WHAT TO PRODUCE: Reproduce the lines below from the one that contains "Note: the class marks the stone" through the end, inclusive, and add nothing.

DATA SHOWN:
· · ·

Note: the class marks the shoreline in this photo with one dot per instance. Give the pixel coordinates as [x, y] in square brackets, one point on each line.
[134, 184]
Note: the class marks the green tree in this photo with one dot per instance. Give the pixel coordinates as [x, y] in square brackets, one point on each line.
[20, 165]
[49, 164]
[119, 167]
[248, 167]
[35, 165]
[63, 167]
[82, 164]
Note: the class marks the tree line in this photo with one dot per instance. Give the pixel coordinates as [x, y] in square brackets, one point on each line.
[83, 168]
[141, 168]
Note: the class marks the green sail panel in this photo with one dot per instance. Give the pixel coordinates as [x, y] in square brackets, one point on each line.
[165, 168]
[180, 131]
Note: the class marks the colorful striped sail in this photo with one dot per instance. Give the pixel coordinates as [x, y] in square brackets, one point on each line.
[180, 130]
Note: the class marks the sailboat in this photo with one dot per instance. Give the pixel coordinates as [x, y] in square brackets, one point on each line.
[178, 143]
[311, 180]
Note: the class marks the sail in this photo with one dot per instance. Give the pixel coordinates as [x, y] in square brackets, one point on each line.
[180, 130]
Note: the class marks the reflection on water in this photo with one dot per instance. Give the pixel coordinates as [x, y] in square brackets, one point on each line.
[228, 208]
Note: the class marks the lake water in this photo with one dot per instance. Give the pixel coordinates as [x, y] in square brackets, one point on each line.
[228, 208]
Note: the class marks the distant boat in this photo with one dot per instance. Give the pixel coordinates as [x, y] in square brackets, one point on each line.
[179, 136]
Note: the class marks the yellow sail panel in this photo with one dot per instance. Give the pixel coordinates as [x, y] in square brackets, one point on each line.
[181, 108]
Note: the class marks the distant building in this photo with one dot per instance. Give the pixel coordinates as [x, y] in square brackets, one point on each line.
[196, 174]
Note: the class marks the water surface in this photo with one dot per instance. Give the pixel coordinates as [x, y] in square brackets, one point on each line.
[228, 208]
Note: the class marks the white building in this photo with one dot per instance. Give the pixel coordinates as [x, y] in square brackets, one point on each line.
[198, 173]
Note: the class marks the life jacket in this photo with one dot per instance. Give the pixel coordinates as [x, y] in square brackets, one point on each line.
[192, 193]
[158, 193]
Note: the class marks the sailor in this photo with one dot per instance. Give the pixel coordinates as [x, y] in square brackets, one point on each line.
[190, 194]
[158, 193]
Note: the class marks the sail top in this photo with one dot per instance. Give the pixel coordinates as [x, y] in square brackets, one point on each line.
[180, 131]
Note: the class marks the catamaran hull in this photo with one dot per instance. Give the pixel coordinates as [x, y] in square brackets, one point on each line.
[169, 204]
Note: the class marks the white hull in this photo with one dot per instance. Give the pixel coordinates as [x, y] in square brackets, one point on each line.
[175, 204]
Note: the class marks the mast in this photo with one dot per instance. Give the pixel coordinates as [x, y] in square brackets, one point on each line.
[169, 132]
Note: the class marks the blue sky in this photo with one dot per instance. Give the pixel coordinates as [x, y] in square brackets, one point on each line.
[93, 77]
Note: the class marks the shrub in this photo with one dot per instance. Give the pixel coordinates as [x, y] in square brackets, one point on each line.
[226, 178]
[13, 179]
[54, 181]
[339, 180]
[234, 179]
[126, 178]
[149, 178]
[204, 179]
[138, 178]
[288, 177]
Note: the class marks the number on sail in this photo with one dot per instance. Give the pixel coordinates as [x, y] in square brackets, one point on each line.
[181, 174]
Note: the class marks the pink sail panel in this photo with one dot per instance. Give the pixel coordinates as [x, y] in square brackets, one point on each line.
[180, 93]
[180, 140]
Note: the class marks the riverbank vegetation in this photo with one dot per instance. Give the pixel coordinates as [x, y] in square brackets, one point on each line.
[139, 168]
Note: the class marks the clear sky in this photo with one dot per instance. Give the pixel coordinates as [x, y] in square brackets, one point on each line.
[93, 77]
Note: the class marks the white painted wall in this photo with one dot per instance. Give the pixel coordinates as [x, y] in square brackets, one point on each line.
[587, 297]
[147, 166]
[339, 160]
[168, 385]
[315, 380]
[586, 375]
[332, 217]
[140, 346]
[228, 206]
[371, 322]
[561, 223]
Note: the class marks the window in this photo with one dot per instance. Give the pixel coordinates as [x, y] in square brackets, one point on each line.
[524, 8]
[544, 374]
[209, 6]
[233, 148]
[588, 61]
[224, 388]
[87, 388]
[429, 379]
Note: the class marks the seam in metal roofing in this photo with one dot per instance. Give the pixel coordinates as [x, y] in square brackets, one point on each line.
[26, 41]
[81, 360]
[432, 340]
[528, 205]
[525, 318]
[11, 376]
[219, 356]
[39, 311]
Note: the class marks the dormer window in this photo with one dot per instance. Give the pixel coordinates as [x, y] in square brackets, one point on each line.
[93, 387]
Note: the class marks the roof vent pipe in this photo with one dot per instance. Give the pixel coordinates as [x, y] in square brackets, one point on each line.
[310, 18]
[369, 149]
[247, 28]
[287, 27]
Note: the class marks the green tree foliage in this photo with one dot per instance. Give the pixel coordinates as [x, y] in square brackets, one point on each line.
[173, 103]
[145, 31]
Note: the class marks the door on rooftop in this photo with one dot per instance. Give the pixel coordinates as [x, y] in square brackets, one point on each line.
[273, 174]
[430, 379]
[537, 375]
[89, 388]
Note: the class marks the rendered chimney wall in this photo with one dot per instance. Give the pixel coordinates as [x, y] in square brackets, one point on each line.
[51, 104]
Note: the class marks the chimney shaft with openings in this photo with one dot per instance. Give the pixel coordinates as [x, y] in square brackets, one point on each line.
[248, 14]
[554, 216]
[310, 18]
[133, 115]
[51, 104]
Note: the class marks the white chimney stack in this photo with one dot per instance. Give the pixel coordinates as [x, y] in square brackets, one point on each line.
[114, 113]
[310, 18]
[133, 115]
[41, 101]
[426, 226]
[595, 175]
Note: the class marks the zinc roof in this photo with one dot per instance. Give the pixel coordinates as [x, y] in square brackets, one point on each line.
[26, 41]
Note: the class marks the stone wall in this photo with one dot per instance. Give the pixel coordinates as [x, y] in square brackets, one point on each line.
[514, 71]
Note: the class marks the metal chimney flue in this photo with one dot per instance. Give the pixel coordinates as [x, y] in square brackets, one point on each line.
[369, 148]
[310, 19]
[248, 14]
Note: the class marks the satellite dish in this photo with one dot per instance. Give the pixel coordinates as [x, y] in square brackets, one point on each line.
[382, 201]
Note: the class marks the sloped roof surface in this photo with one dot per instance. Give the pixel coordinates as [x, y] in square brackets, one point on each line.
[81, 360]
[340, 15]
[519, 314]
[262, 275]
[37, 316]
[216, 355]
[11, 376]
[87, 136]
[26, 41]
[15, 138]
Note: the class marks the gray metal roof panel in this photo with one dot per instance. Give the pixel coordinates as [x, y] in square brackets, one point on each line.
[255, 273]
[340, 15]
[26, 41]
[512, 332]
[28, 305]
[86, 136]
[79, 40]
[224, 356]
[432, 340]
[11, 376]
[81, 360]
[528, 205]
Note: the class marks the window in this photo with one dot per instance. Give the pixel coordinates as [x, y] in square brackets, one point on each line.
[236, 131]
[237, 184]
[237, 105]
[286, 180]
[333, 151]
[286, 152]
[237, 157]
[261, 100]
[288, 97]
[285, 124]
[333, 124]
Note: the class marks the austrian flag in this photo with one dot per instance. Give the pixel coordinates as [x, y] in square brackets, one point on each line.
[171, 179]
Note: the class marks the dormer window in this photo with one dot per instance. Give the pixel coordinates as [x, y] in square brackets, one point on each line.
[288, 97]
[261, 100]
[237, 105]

· · ·

ANSWER TO THE EXERCISE:
Note: the class marks the stone wall in this photo with one dot per instance. Give the pixel coordinates as [x, y] in square brackets, one point on each line.
[514, 71]
Note: the class marks the metal chimney flue in this photo with one dot per instance. Give the pixel coordinates as [x, y] in square brackets, one point on each line.
[369, 148]
[310, 19]
[248, 14]
Note: the class marks the satellite dish in this photo with one dot per instance. Give the pixel coordinates as [x, y] in square brackets, one point on each line.
[382, 201]
Note: the class marks the sloped roof surface in this photo with one dot per instance. Give the pixel coordinates as [x, y] in square brackets, one point on each line.
[81, 360]
[340, 15]
[519, 314]
[262, 275]
[37, 316]
[216, 355]
[11, 376]
[87, 136]
[26, 41]
[15, 138]
Note: the class marks the gray metal roof panel in this photo with one dot per instance. Give the pixel coordinates as [x, y] in square brackets, one point on each line.
[255, 273]
[340, 15]
[26, 41]
[512, 332]
[28, 305]
[86, 136]
[79, 40]
[224, 356]
[432, 340]
[11, 376]
[81, 360]
[528, 205]
Note: the class marks the window in this photo with one dot per instance. Give the pixel coordinates as [x, y] in square brackets, one point on each line.
[236, 131]
[237, 184]
[237, 105]
[286, 180]
[333, 151]
[286, 152]
[237, 157]
[261, 100]
[288, 97]
[285, 124]
[333, 124]
Note: the class marks the austrian flag in this photo with one dot per instance. Give the pixel coordinates as [x, y] in square brackets, one point on each line.
[171, 179]
Note: the class marks the dormer window in this photo with one dot per instance. Give the pixel coordinates as [x, y] in square brackets, one point on each line.
[288, 97]
[261, 100]
[237, 105]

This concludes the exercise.